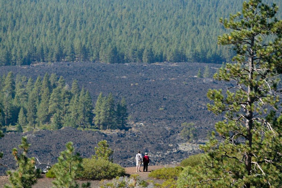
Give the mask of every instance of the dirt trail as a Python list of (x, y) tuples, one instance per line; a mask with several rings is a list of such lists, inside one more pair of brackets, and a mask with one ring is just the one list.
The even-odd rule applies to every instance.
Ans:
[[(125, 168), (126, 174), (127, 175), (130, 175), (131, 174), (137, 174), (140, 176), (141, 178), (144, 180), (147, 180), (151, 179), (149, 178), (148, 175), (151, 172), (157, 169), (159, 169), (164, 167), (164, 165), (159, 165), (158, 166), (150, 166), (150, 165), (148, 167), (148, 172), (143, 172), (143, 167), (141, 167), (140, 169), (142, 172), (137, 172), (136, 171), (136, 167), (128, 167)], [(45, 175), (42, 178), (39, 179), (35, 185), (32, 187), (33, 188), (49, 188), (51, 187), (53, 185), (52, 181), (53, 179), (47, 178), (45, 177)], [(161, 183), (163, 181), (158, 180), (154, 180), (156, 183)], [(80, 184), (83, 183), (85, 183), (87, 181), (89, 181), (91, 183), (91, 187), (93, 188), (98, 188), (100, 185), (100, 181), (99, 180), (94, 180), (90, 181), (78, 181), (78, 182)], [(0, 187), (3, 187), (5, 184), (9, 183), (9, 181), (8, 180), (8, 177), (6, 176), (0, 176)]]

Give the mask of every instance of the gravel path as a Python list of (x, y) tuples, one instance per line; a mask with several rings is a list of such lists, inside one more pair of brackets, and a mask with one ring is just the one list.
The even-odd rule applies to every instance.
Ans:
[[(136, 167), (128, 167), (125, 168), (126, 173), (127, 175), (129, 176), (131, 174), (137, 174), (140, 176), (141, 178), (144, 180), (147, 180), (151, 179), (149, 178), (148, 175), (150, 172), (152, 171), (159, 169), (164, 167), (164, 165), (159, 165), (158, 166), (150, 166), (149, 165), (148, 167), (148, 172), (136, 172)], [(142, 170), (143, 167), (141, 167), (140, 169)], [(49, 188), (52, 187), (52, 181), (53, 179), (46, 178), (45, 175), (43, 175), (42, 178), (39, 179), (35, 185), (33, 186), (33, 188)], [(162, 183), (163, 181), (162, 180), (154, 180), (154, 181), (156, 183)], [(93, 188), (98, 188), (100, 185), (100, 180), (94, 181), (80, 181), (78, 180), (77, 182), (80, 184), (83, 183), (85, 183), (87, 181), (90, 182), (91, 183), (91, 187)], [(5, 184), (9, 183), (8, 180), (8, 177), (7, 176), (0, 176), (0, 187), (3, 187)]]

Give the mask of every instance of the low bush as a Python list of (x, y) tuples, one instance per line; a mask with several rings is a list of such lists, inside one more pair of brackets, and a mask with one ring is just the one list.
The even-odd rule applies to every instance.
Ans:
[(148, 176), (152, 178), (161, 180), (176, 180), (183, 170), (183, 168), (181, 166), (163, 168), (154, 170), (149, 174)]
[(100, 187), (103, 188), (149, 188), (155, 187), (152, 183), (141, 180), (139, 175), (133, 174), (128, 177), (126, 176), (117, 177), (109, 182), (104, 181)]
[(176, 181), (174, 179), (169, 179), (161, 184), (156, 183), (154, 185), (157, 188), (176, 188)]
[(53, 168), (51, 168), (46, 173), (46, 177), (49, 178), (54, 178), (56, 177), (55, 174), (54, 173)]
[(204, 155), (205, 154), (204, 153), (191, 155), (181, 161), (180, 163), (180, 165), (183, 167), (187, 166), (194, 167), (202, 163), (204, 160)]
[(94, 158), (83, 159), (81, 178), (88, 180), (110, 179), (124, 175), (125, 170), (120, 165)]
#####
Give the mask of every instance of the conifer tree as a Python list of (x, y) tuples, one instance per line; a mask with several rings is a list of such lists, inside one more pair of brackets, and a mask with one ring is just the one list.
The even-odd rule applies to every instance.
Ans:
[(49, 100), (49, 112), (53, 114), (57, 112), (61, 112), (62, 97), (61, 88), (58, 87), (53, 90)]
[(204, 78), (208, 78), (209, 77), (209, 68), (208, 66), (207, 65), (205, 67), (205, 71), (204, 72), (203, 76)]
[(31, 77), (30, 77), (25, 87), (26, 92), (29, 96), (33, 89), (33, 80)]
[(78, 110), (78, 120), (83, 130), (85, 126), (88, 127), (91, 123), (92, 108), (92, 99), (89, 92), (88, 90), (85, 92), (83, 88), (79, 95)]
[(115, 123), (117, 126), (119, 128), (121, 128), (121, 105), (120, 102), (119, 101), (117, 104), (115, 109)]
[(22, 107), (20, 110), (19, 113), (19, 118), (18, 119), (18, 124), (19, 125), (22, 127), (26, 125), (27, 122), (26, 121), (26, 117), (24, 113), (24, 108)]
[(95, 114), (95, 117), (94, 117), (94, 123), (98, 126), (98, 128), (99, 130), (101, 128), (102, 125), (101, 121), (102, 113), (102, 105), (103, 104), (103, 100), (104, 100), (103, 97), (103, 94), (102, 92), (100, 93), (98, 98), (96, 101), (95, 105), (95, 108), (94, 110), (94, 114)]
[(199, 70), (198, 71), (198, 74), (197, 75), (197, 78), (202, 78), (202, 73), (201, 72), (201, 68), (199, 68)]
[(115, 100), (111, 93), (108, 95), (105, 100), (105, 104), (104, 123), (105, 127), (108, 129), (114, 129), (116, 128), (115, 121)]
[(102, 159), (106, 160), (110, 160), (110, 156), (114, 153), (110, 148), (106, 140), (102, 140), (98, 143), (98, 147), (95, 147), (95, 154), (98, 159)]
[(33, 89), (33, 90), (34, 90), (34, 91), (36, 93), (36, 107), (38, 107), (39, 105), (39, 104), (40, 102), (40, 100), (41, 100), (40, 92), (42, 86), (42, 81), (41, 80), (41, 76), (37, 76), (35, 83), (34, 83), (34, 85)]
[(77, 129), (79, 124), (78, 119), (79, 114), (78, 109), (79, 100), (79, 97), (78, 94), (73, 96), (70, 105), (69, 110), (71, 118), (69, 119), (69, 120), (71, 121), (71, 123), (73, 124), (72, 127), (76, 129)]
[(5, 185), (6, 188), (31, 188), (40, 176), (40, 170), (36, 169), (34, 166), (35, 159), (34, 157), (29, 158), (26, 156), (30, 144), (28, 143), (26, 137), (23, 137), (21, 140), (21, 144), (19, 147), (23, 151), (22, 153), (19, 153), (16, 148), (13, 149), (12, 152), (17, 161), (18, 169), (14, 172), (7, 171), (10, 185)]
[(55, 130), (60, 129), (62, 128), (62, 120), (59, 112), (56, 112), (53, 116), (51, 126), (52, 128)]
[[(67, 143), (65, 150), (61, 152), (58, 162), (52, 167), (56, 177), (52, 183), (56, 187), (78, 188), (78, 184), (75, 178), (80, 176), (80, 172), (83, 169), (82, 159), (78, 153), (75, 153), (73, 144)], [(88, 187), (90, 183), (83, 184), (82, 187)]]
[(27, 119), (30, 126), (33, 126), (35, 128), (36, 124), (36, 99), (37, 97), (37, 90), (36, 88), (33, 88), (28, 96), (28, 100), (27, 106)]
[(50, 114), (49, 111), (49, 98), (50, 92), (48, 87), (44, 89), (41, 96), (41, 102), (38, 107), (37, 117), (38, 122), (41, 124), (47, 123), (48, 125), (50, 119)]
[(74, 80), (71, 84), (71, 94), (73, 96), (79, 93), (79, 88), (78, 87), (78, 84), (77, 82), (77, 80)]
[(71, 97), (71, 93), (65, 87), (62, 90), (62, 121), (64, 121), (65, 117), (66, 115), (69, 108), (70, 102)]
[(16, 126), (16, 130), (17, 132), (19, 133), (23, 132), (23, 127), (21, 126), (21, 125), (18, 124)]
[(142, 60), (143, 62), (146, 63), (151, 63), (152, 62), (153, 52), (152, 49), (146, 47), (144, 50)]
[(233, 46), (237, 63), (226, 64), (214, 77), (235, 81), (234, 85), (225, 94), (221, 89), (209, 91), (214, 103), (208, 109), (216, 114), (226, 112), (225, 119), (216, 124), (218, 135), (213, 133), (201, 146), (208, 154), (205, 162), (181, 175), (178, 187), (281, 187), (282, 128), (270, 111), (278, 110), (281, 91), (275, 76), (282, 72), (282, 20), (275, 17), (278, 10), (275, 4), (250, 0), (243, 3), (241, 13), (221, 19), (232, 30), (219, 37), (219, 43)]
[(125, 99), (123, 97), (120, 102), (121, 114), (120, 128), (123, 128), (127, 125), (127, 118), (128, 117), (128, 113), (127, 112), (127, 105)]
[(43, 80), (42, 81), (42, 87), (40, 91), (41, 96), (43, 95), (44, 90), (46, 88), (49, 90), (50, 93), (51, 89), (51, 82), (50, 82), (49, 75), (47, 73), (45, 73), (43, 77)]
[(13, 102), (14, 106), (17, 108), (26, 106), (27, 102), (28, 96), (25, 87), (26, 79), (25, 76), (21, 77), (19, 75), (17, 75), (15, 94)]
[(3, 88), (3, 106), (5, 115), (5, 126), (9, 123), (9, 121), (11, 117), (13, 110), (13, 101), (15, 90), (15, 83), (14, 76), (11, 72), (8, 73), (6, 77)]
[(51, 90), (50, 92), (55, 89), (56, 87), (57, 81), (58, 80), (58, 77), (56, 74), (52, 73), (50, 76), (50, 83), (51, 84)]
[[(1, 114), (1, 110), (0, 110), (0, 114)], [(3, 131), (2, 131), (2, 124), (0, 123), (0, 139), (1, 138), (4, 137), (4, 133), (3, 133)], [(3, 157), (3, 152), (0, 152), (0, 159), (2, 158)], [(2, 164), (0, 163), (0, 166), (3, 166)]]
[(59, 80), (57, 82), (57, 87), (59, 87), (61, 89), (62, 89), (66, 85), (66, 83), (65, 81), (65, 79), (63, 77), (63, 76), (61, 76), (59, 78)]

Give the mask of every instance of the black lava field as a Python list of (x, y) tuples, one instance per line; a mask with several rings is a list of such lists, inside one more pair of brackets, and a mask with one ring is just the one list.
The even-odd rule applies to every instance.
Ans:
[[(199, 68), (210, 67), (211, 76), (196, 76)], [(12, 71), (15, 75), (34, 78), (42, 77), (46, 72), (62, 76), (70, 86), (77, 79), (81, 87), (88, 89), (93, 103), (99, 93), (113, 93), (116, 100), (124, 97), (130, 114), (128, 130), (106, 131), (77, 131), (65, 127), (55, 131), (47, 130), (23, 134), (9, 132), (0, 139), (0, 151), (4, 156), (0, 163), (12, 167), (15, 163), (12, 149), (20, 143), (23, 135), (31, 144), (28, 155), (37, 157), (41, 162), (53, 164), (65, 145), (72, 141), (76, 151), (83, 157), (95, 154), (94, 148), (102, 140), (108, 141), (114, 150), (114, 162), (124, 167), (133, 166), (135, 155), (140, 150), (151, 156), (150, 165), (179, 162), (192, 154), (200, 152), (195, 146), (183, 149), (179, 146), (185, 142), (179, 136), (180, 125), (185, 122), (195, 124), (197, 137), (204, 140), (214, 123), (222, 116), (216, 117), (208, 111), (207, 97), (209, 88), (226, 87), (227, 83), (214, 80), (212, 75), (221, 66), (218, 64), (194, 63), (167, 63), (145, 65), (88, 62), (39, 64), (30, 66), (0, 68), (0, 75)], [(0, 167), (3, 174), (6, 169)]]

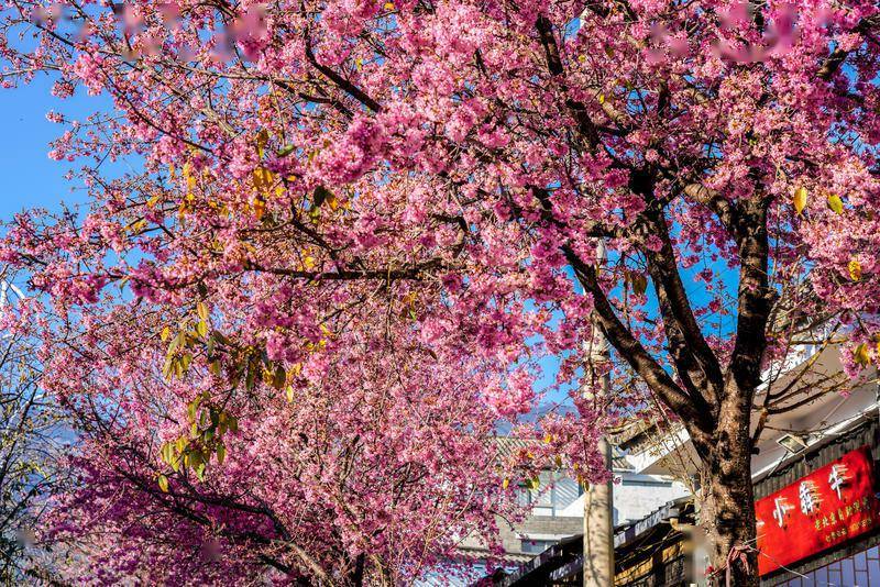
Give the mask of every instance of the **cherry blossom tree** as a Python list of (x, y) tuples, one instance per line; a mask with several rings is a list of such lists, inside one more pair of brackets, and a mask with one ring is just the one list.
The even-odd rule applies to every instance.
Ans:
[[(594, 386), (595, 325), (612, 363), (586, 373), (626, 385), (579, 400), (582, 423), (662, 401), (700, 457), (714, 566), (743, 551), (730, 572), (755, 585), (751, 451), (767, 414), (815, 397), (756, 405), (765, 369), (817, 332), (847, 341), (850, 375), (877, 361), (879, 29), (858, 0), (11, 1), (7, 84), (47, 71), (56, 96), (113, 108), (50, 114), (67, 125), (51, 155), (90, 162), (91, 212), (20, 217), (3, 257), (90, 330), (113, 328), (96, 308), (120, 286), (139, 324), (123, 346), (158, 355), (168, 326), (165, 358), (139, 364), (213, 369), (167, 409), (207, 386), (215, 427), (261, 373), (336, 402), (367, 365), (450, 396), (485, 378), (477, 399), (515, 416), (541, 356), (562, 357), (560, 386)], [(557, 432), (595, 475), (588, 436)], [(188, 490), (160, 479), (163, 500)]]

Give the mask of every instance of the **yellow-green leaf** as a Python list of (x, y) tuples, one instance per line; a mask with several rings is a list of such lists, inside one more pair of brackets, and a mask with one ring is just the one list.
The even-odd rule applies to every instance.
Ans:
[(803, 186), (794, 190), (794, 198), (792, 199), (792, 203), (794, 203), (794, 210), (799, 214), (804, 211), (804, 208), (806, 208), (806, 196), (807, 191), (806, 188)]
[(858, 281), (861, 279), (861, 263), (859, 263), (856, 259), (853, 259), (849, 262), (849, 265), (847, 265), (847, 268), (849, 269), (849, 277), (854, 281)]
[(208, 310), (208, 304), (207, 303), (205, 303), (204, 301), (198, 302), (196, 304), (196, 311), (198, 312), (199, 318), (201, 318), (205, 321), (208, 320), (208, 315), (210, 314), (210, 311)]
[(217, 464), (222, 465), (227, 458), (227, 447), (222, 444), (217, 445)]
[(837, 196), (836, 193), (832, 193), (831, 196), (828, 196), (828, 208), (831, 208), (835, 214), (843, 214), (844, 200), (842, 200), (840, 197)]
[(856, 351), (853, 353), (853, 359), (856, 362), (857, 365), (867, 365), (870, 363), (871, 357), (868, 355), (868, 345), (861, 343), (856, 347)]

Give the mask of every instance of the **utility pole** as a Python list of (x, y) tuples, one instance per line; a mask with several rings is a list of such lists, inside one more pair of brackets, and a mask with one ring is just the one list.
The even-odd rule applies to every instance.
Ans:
#####
__Written instruction__. Please print the rows without any change, beginning at the line that contains "Give the mask of every instance of the **cherry" and stopping after the line that contains "479), (163, 500)]]".

__Task result__.
Give the mask of every instance of the **cherry blossom tree** as a Python list of (x, y) tuples, one instance per line; a mask with several rings is a list of such lists, inside one more pair of brackets, and a mask with one ring is just the one list.
The even-odd rule applies to every instance.
Ans:
[[(594, 386), (595, 325), (612, 363), (586, 373), (626, 385), (579, 400), (582, 423), (662, 401), (700, 457), (714, 566), (743, 551), (730, 572), (755, 585), (751, 451), (767, 414), (815, 397), (756, 405), (765, 369), (817, 332), (847, 341), (850, 375), (877, 361), (879, 29), (858, 0), (11, 1), (7, 84), (47, 71), (56, 96), (113, 108), (50, 114), (67, 125), (51, 155), (90, 162), (91, 212), (20, 217), (3, 257), (90, 330), (113, 328), (96, 308), (120, 286), (139, 324), (123, 346), (158, 355), (168, 326), (165, 358), (139, 364), (213, 369), (167, 409), (207, 386), (215, 427), (261, 373), (336, 402), (367, 365), (450, 396), (485, 378), (477, 399), (515, 416), (541, 356), (562, 357), (560, 386)], [(557, 432), (595, 475), (588, 436)], [(188, 490), (160, 479), (163, 500)]]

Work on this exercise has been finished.